DIRECTIVE: Pick out every line that contains the string "floral", and copy each one. Case counts.

DATA TO USE:
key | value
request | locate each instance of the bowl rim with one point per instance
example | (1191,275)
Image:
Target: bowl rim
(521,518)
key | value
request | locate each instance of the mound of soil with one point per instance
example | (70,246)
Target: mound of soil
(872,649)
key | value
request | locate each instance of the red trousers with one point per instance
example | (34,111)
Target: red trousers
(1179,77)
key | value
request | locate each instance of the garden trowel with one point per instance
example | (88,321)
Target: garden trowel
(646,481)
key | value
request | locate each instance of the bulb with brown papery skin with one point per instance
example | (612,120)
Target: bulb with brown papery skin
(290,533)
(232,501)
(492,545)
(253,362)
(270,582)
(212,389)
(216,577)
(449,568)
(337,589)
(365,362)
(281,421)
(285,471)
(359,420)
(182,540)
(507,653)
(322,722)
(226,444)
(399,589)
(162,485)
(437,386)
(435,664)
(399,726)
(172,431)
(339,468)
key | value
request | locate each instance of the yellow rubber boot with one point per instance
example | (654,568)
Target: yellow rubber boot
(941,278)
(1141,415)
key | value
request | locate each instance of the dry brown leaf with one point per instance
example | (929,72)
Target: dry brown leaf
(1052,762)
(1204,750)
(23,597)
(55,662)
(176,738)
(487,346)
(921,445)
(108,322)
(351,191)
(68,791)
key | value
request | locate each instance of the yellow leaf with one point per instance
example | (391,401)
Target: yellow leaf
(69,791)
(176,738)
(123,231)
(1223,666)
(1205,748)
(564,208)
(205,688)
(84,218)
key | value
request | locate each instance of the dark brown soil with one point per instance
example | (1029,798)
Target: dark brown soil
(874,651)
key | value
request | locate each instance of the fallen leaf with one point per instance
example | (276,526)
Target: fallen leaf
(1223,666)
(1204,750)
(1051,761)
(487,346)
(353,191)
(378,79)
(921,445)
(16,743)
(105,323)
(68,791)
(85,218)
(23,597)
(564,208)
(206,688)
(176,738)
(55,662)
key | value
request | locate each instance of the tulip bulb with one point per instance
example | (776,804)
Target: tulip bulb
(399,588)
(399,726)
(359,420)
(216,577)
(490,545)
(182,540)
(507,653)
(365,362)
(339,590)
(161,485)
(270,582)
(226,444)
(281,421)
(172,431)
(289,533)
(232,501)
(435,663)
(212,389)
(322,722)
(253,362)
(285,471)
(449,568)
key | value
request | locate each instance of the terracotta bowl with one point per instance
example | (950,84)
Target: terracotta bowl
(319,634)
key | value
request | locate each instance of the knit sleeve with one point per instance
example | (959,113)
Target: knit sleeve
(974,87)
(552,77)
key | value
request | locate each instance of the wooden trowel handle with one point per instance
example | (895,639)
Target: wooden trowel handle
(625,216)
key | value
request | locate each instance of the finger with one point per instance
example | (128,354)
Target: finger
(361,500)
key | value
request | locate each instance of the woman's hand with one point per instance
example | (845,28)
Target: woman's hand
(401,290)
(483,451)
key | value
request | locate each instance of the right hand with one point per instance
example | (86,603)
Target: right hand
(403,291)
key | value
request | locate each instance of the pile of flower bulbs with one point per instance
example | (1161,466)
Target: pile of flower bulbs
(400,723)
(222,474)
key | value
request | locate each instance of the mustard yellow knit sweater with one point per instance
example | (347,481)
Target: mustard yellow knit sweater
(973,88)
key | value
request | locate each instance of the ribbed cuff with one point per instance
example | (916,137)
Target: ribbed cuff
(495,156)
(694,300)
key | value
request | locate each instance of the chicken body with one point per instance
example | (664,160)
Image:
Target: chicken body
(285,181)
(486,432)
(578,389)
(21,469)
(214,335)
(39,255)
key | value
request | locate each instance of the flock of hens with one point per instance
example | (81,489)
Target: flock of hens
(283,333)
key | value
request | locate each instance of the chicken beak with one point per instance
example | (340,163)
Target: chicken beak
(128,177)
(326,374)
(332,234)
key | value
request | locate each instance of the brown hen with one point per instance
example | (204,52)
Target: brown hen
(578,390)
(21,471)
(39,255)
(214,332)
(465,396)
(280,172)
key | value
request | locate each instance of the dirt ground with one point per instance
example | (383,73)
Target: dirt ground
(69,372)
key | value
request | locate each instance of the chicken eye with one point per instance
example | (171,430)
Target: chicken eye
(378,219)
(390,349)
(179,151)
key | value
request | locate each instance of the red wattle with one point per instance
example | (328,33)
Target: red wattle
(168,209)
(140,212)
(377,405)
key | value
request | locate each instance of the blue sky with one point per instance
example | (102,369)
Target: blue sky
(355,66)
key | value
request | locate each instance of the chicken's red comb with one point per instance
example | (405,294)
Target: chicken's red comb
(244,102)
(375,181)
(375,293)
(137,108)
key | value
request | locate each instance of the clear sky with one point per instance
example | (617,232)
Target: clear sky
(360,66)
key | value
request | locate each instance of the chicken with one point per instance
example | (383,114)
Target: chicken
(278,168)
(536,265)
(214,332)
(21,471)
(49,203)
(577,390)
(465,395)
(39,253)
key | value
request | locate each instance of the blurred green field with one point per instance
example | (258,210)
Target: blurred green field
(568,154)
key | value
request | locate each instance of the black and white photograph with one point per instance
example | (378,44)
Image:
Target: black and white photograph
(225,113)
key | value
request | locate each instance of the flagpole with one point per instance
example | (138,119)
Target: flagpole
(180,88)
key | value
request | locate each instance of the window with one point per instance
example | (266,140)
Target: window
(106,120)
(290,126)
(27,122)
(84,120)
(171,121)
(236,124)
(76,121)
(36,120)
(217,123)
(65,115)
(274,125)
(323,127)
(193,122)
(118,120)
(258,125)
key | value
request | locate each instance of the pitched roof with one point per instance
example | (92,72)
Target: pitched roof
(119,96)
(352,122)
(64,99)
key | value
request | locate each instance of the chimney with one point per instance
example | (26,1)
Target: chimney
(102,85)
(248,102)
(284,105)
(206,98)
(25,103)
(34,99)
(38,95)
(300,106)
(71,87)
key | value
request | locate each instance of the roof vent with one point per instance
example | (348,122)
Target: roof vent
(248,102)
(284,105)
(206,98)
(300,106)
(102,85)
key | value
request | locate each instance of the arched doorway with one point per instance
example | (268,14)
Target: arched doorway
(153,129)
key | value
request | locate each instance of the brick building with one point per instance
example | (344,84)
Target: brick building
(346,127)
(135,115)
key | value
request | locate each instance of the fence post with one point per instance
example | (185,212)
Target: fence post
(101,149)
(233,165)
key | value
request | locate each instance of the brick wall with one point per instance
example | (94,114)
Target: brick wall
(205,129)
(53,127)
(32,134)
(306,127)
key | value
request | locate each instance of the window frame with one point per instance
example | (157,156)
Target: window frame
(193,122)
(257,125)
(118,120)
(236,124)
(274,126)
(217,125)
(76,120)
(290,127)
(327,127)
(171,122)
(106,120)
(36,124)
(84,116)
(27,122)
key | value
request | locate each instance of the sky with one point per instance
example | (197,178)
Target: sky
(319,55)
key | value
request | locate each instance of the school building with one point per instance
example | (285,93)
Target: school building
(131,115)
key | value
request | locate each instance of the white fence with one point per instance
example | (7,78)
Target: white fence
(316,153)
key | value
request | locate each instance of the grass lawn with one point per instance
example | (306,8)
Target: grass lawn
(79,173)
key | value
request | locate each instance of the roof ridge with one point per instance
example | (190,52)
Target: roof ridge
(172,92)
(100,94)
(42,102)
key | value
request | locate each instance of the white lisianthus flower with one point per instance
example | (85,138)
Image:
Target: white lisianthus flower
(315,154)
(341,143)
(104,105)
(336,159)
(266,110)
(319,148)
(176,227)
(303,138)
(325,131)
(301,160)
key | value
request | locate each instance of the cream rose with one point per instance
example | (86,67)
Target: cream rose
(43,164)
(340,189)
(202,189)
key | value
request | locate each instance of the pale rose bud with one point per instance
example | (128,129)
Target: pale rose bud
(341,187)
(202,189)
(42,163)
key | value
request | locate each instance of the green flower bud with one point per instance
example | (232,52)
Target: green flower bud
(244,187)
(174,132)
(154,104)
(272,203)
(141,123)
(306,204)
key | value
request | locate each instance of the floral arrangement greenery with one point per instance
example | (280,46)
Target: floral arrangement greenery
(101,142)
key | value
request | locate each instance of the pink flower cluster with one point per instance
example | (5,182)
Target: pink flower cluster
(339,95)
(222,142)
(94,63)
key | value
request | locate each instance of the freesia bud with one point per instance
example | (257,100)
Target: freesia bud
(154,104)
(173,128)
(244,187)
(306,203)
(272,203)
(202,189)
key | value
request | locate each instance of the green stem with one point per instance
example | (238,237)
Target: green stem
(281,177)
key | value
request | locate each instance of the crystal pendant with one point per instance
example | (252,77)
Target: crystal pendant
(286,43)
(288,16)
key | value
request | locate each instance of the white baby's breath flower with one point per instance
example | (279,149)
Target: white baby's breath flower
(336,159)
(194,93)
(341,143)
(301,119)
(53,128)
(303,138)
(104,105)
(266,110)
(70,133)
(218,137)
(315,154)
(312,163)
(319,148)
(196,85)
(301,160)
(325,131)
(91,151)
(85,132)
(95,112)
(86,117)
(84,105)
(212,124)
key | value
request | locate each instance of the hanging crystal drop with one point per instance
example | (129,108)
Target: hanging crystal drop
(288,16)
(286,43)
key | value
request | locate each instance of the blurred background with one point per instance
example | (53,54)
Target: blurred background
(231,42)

RESPONSE TO THE EXERCISE:
request | locate each instance of the floral arrangement greenery with one point per instance
Target: floral arrangement greenery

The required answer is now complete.